Your objective: Pull each line containing "crinoid" from the data.
________________
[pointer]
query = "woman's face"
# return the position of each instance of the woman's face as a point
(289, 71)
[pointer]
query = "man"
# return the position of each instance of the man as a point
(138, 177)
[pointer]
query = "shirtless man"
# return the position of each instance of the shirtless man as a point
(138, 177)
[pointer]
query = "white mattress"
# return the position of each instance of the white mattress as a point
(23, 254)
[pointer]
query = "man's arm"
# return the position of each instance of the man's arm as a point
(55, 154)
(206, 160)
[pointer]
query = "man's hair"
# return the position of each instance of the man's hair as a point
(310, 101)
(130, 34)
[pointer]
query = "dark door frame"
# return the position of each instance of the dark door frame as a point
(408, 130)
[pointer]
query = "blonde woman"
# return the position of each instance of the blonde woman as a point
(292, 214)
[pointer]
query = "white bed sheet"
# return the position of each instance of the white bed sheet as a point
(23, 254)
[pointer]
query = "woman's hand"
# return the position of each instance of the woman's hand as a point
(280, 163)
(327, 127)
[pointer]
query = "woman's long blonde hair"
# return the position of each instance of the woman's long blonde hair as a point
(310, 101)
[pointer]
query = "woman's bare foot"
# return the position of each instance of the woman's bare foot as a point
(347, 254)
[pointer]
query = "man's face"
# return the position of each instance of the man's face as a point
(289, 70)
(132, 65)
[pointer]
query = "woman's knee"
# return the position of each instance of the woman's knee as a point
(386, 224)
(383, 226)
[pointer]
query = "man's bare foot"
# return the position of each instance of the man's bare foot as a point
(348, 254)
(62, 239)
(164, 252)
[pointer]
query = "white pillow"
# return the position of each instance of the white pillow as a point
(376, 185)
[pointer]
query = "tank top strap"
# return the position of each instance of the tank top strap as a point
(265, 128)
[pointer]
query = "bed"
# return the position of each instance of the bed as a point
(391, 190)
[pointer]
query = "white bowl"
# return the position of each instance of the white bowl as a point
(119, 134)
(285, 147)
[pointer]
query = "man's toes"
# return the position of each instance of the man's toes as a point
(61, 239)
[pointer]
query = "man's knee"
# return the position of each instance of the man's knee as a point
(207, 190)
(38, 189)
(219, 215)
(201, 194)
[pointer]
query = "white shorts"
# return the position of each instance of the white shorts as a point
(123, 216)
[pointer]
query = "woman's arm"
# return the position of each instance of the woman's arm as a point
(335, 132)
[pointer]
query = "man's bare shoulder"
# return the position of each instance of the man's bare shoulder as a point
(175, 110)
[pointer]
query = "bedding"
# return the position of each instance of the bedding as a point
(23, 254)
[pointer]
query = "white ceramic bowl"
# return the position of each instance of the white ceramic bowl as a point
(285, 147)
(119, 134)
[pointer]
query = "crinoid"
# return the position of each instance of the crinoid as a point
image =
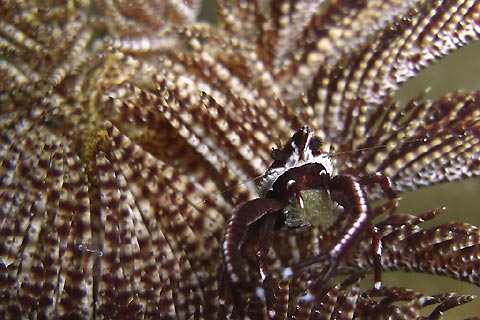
(130, 133)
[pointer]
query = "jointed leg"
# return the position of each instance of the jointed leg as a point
(241, 219)
(348, 192)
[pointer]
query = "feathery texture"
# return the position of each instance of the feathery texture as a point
(130, 131)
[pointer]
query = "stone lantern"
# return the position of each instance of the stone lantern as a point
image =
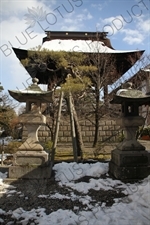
(31, 161)
(130, 159)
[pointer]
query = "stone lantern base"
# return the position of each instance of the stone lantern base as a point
(129, 165)
(31, 161)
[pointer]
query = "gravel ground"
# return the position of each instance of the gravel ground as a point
(27, 192)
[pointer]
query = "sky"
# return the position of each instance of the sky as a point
(23, 24)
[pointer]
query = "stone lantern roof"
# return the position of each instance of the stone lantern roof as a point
(31, 92)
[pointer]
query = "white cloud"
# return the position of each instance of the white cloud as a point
(18, 7)
(98, 6)
(133, 36)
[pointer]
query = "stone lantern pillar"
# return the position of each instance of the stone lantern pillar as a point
(130, 159)
(31, 161)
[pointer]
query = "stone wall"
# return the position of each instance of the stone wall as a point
(107, 132)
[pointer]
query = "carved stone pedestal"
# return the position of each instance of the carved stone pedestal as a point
(129, 165)
(129, 160)
(31, 161)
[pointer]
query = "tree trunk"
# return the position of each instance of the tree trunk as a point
(73, 133)
(96, 135)
(80, 145)
(57, 129)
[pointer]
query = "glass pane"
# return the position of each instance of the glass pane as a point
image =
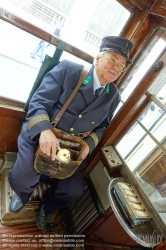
(18, 69)
(81, 23)
(140, 69)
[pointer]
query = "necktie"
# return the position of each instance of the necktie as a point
(98, 92)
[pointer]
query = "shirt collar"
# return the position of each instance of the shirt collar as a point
(96, 82)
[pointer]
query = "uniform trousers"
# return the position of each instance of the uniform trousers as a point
(23, 179)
________________
Task solution:
query = "crinoid"
# return the position of each instance of the crinoid as a point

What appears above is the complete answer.